▶ [WORK INSTRUCTIONS] Word for word, output the data that follows.

▶ [INFORMATION]

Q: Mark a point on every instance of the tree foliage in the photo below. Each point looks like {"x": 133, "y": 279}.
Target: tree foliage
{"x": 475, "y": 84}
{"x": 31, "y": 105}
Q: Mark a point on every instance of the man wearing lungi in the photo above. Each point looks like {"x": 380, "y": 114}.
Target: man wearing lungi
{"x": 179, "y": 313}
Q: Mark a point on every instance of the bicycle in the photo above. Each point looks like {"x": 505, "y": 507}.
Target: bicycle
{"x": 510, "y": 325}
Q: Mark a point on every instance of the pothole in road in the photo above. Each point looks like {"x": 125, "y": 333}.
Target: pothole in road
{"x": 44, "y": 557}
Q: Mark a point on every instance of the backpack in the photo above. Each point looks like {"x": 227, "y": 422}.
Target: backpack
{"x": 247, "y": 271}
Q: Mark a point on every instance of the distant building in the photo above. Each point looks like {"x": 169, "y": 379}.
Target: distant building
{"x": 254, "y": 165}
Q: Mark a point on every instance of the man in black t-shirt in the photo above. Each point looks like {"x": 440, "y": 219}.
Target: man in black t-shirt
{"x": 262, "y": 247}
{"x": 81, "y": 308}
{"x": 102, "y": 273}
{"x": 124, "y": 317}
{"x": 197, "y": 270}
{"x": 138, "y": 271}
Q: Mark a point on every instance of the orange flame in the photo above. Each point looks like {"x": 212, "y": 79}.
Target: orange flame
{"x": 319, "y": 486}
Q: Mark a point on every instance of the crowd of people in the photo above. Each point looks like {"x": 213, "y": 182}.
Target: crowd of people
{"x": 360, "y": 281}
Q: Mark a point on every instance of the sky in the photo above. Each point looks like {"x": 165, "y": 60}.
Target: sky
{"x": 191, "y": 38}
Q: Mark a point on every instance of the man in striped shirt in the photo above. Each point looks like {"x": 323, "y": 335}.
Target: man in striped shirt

▶ [YOUR SOLUTION]
Q: Mark a point on every instance of the tree foliage in the photo below. Each point looks like {"x": 133, "y": 279}.
Target: tree foliage
{"x": 475, "y": 84}
{"x": 31, "y": 105}
Q: Mark a point on every instance of the man wearing lungi in the photo above. Each point looks like {"x": 380, "y": 114}.
Target: man wearing lungi
{"x": 179, "y": 313}
Q: Mark a point on every instance of the bicycle in the photo above. Each point looks like {"x": 505, "y": 507}.
Target: bicycle
{"x": 510, "y": 325}
Q: Mark a point on every instance of the pothole in road in the photo above. Each point looks like {"x": 125, "y": 333}.
Target: pothole in road
{"x": 44, "y": 557}
Q: Mark a point on every instance of the backpack in the photo above. Each point looks like {"x": 227, "y": 422}.
Target: backpack
{"x": 247, "y": 271}
Q: Mark a point on every instance of the distant building in the photo above. Each point looks like {"x": 169, "y": 379}.
Target: distant building
{"x": 254, "y": 165}
Q: Mark a point on every instance of the man in black t-shirt in the photo above. Each point looks like {"x": 440, "y": 219}.
Target: man in black t-shirt
{"x": 262, "y": 247}
{"x": 81, "y": 308}
{"x": 102, "y": 273}
{"x": 124, "y": 317}
{"x": 197, "y": 270}
{"x": 138, "y": 271}
Q: Mark a point on every instance of the orange flame in the photo above. Each point looks like {"x": 212, "y": 79}.
Target: orange flame
{"x": 319, "y": 486}
Q: Mark a point on every instance of the crowd of people in the photo above. Each point looks like {"x": 213, "y": 182}.
Target: crowd of people
{"x": 360, "y": 281}
Q: Mark a point on every instance of the sky in the photo above. Each point looks like {"x": 165, "y": 60}.
Target: sky
{"x": 191, "y": 38}
Q: Mark a point on every instance of the man in striped shirt in the photo above. Each point looks like {"x": 323, "y": 335}.
Target: man in striped shirt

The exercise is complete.